TASK ▸
Among the records, find the lines that hold the string "below" and return them.

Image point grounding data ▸
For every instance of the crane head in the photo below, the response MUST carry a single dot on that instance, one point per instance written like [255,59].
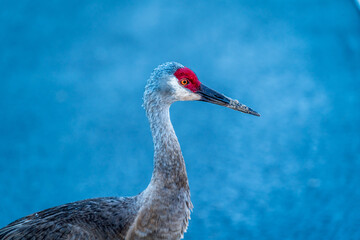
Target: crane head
[174,82]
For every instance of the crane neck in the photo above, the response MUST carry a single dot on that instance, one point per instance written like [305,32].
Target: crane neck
[169,165]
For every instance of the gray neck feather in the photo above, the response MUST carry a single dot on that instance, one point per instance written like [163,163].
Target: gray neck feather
[169,165]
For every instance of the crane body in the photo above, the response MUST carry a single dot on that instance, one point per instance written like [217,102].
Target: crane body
[162,210]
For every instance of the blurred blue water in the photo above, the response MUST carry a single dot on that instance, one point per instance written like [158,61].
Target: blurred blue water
[72,126]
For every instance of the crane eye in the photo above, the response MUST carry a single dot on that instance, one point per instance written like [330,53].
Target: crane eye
[184,81]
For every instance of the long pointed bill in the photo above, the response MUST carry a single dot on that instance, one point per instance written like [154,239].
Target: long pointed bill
[211,96]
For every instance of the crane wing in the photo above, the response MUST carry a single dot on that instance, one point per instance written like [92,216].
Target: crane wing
[100,218]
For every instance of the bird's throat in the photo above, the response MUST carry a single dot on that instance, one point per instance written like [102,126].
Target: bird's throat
[169,165]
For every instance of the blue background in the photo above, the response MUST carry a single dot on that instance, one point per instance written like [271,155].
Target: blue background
[72,127]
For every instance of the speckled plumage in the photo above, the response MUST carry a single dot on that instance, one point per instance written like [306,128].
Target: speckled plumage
[161,211]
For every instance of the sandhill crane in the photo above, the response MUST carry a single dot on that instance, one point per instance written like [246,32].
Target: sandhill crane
[162,210]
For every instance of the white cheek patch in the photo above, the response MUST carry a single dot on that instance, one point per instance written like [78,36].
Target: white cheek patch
[181,93]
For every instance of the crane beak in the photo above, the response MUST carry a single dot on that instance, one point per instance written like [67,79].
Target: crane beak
[211,96]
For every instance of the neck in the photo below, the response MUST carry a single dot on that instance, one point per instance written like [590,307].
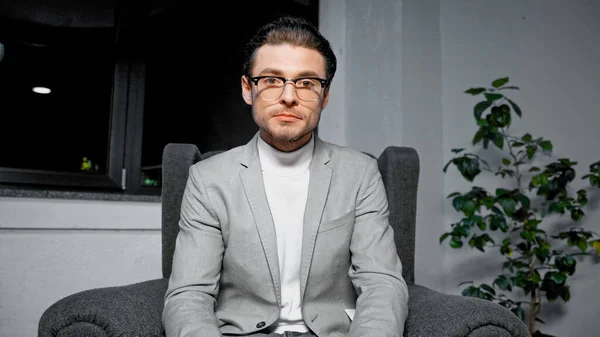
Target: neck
[285,146]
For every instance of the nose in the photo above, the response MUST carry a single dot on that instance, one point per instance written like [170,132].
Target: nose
[288,96]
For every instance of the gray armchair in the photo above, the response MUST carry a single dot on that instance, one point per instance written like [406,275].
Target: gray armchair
[135,310]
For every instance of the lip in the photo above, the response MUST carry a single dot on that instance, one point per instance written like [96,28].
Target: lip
[286,116]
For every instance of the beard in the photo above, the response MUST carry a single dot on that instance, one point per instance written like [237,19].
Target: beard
[285,133]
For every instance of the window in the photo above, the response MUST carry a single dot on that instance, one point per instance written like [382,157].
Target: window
[119,94]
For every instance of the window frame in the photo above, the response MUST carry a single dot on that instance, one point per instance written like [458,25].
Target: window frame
[124,140]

COMPLETED EXERCISE ▸
For every instance of the crane head in the photo below, the response MUST carry a single dot on that instance, one point per instance written like [255,59].
For every instance of the neck in the photo below, the response MUST carry a single dot on that instance, one point per instance written like [590,307].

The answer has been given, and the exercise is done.